(Raw rows)
################

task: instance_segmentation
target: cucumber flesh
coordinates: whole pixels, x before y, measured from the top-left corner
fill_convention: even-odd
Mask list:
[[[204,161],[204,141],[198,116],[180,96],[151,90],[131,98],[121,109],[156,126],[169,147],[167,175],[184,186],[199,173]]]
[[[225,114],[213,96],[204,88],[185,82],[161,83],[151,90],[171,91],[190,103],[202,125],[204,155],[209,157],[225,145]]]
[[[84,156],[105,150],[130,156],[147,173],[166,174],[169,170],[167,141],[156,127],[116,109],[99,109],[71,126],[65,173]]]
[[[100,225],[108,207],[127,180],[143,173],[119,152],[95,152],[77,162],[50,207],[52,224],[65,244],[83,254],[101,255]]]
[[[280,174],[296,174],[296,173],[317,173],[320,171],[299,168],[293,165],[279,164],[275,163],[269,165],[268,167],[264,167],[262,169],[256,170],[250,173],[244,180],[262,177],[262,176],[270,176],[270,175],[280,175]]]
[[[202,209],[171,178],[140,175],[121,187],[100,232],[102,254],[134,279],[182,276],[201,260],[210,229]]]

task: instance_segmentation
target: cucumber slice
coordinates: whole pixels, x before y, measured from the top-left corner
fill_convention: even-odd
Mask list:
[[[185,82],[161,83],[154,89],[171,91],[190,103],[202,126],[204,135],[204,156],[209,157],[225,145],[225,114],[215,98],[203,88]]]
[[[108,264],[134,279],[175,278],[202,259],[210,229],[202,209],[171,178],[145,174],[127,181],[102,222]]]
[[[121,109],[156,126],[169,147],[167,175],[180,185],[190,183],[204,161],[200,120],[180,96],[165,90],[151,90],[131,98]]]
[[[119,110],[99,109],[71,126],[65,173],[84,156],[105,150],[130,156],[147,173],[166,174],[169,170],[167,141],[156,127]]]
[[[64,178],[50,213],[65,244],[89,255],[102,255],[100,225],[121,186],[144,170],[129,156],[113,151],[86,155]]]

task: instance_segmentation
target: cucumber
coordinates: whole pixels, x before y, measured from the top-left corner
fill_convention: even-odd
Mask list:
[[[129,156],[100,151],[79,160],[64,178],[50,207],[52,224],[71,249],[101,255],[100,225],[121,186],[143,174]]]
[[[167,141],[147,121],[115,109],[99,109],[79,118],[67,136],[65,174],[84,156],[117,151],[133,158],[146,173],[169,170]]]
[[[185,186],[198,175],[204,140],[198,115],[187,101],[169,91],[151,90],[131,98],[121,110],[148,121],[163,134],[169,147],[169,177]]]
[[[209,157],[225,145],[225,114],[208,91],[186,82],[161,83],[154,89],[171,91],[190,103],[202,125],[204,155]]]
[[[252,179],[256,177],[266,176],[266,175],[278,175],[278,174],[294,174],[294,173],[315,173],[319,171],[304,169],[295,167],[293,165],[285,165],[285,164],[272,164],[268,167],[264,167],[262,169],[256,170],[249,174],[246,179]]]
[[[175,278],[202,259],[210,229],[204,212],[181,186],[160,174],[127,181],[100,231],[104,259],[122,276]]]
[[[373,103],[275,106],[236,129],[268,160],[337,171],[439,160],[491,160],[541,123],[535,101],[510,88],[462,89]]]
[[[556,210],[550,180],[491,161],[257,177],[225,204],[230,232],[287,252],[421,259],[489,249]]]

################

Stated problem: Gather every line of the rows above that contains the string "cucumber", and copy each one out. Matching is case-sensitive.

Output of the exercise:
target: cucumber flesh
target: cucumber slice
target: cucumber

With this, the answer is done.